[RECORDS PROVIDED]

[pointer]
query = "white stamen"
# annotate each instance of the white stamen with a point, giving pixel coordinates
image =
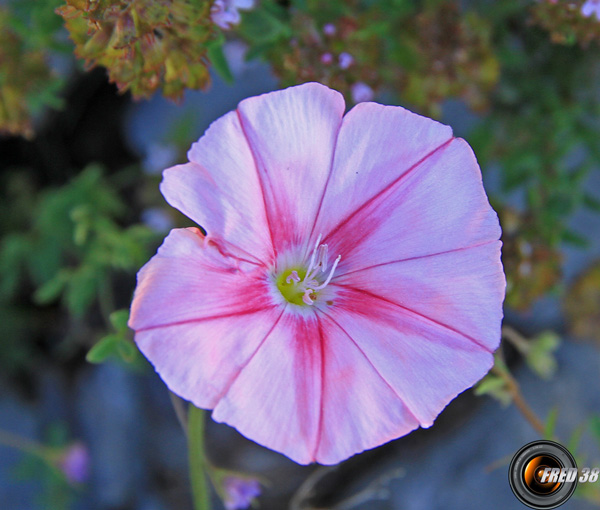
(312, 258)
(318, 264)
(306, 298)
(323, 285)
(293, 276)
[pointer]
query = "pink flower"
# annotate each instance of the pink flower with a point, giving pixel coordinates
(75, 463)
(361, 92)
(327, 59)
(591, 8)
(240, 492)
(224, 13)
(345, 60)
(329, 29)
(350, 284)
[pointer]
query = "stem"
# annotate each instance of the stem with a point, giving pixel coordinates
(197, 458)
(515, 392)
(180, 411)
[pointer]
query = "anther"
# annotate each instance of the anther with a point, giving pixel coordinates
(293, 276)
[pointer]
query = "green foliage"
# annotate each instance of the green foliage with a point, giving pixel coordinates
(74, 244)
(495, 387)
(26, 82)
(144, 45)
(118, 345)
(540, 354)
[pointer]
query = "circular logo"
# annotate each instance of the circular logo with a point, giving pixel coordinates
(543, 475)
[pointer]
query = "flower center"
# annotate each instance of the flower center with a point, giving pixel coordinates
(300, 285)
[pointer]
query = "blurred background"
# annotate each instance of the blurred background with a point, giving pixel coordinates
(97, 97)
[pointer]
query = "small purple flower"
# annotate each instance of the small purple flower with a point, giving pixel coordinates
(345, 60)
(329, 29)
(239, 492)
(326, 59)
(224, 13)
(591, 8)
(361, 92)
(75, 463)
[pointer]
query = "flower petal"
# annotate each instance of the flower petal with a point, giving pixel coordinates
(376, 146)
(276, 398)
(192, 278)
(199, 360)
(293, 134)
(219, 189)
(426, 363)
(463, 289)
(439, 205)
(360, 409)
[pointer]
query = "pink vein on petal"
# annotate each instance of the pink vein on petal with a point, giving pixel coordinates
(477, 245)
(320, 420)
(386, 188)
(262, 185)
(206, 319)
(337, 136)
(441, 324)
(372, 366)
(241, 368)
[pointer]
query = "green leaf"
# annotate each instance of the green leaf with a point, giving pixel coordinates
(127, 351)
(106, 347)
(591, 202)
(260, 26)
(52, 289)
(218, 60)
(119, 320)
(495, 387)
(550, 425)
(540, 356)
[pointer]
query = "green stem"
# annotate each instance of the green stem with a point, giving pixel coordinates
(197, 458)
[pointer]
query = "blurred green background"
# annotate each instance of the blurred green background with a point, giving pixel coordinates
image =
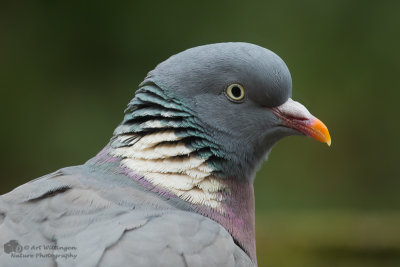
(67, 71)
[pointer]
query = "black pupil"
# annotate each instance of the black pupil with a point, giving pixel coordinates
(236, 92)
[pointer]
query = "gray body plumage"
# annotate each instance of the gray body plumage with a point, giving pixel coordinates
(111, 221)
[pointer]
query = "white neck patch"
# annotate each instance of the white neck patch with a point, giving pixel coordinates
(166, 162)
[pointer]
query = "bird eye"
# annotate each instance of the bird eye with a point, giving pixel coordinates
(235, 92)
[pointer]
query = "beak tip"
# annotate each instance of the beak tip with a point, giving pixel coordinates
(329, 142)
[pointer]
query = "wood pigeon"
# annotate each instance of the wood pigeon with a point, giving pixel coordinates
(174, 186)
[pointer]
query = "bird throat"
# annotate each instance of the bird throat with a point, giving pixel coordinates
(164, 160)
(162, 141)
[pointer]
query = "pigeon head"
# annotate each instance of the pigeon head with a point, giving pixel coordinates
(227, 103)
(201, 123)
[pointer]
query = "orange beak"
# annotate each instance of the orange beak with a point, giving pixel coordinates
(294, 115)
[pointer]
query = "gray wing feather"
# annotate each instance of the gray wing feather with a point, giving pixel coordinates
(107, 221)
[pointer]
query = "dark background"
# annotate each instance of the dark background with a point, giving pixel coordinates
(68, 70)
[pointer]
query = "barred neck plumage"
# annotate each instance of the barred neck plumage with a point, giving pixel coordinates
(161, 139)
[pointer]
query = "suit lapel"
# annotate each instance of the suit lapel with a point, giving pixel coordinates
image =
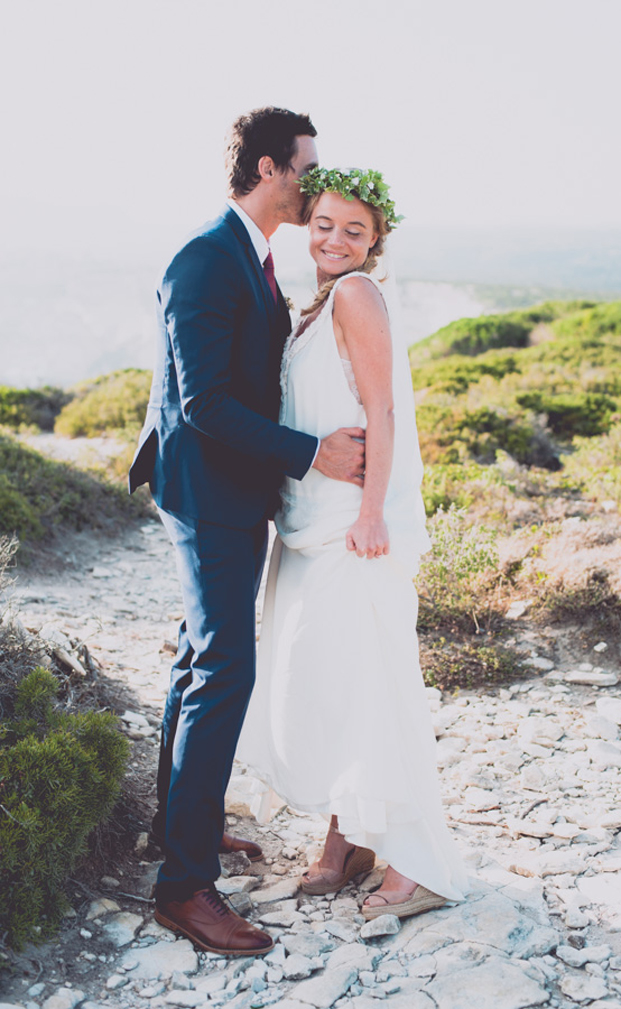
(264, 292)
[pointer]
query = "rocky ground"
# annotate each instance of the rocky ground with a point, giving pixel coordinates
(531, 780)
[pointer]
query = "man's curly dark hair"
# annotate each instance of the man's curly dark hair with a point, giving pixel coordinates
(263, 132)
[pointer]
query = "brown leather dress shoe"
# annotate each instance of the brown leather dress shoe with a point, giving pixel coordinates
(209, 923)
(230, 845)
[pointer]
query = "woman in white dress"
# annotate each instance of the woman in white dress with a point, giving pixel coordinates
(338, 722)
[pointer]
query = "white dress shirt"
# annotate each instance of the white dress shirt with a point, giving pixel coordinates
(262, 247)
(261, 243)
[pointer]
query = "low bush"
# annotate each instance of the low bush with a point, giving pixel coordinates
(37, 408)
(585, 414)
(593, 321)
(454, 575)
(453, 665)
(595, 465)
(39, 494)
(113, 403)
(511, 329)
(60, 776)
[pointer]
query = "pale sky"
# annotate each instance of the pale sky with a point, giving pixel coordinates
(480, 112)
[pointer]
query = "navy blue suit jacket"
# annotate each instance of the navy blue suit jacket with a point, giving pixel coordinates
(211, 447)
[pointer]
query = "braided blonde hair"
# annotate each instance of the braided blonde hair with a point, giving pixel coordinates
(382, 230)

[/RECORDS PROVIDED]

» EXERCISE: Output each record above exactly as it stands, excluding all pictures.

» RESPONSE TO THE TASK:
[pointer]
query = "white stamen"
# annotate each instance of the white stamen with a point, giving pixel coordinates
image =
(312, 258)
(318, 264)
(306, 298)
(323, 285)
(293, 276)
[pointer]
query = "pink flower"
# annotate each instance of the pink flower with a point, giving pixel coordinates
(75, 463)
(361, 92)
(327, 59)
(591, 8)
(240, 492)
(224, 13)
(345, 60)
(329, 29)
(350, 284)
[pointer]
query = "stem"
# annotate each instance of the stem with a point, giving pixel coordinates
(197, 458)
(515, 392)
(180, 411)
[pointer]
query = "anther"
# annotate each instance of the anther with a point, giving pixel coordinates
(293, 276)
[pointer]
query = "green foliage"
# annotate each instance of the green foliage with a point, giving pixel coordinates
(74, 244)
(495, 387)
(26, 82)
(144, 45)
(118, 345)
(540, 354)
[pointer]
query = "circular logo"
# annotate each instance of the circular logo with a point, giving pixel coordinates
(543, 475)
[pointer]
query = "flower center"
# annotate each instance of the flower center with a point, giving pixel coordinates
(300, 285)
[pointer]
query = "blurred background"
# annotate each instance of the blurred background with a point, giving pixel coordinates
(97, 97)
[pointer]
query = "small purple flower"
# annotate each instance of the small purple flower with a point, giving pixel coordinates
(345, 60)
(329, 29)
(239, 492)
(326, 59)
(224, 13)
(591, 8)
(361, 92)
(75, 463)
[pointer]
query = "flower petal"
# annotate each instance of the flower petal with a point, giving pixel coordinates
(376, 146)
(276, 398)
(192, 278)
(199, 360)
(293, 134)
(219, 189)
(426, 363)
(463, 289)
(439, 205)
(360, 409)
[pointer]
query = "pink vein on petal"
# annotate each instance of the pink vein on petal with a point, giving pixel coordinates
(477, 245)
(320, 420)
(386, 188)
(262, 185)
(206, 319)
(337, 136)
(441, 324)
(372, 366)
(241, 368)
[pointer]
query = "green leaf"
# annotate each instance of the green leaf with a point, giving pixel coordinates
(127, 351)
(106, 347)
(591, 202)
(260, 26)
(52, 289)
(218, 60)
(119, 320)
(495, 387)
(550, 425)
(540, 356)
[pointer]
query = "green stem"
# annotate each instance of the green stem with a point, giving pixel coordinates
(197, 458)
[pointer]
query = "blurred green background"
# annotate each instance of the blurred green background with a point, giving pixel coordinates
image =
(67, 71)
[pointer]
query = "black pupil"
# annotate each instance of the black pupil with a point, giving pixel coordinates
(236, 92)
[pointer]
query = "gray body plumage"
# annotate each instance of the gray body plumage with a point, giving pixel coordinates
(111, 221)
[pointer]
query = "white neck patch"
# annotate each instance of the white neck patch with a point, giving pixel coordinates
(166, 162)
[pointer]
query = "bird eye"
# annotate each instance of the bird eye with a point, giving pixel coordinates
(235, 92)
[pointer]
query = "beak tip"
# annotate each instance of the beak tip with a point, giving pixel coordinates
(329, 142)
[pointer]
query = "wood pigeon"
# annotate each instance of the wood pigeon with a point, giving pixel coordinates
(174, 186)
[pointer]
query = "bird throat"
# annotate each instance of the bird throat with a point, giving pixel coordinates
(164, 160)
(162, 141)
[pointer]
query = "pigeon head"
# annotate each instance of the pigeon head with a point, giving pixel coordinates
(227, 103)
(201, 123)
[pointer]
query = "orange beak"
# annotate each instance of the orange beak with a point, giving pixel coordinates
(294, 115)
[pointer]
query = "gray wing feather"
# annotate each instance of the gray wing feather with a point, giving pixel coordinates
(107, 221)
[pointer]
query = "dark background"
# annotate each instance of the dark background with a point, giving pixel coordinates
(68, 70)
[pointer]
query = "barred neck plumage"
# annotate each instance of the barred neck plumage with a point, giving pixel coordinates
(161, 139)
[pointer]
query = "suit lapel"
# annotate each instance of the suit lapel with a point, giving pixel coordinates
image =
(264, 292)
[pointer]
query = "rocky ground"
# annotate each instance of the rocky ground with a point, giving pixel coordinates
(531, 780)
[pointer]
query = "man's curly dark hair"
# annotate each instance of the man's curly dark hair with a point, giving pixel coordinates
(263, 132)
[pointer]
query = "brown leather dress shoe"
# annotate each instance of the brown leather dress shoe with a point, giving pixel coordinates
(209, 923)
(230, 845)
[pointer]
query = "woman in white dress"
# annotate each instance of the woman in white dress with a point, giving pixel coordinates
(338, 722)
[pointer]
query = "white dress shirt"
# annotate each instance of the white dress shirt with a point, giving pixel coordinates
(262, 247)
(261, 243)
[pointer]
query = "low bush"
# annotate each instance of the low bush with a point, giving pixel coordinates
(37, 408)
(585, 414)
(593, 321)
(454, 575)
(453, 665)
(595, 465)
(39, 494)
(113, 403)
(511, 329)
(60, 776)
[pointer]
query = "pale sky"
# annotate each instance of the pale sky with a point, giving pixel coordinates
(480, 112)
[pointer]
query = "navy blue suit jacket"
# annotate each instance of the navy blue suit jacket with a point, giving pixel coordinates
(211, 447)
[pointer]
query = "braided blonde hair"
# annotate each instance of the braided blonde hair with a point, giving pixel coordinates
(382, 230)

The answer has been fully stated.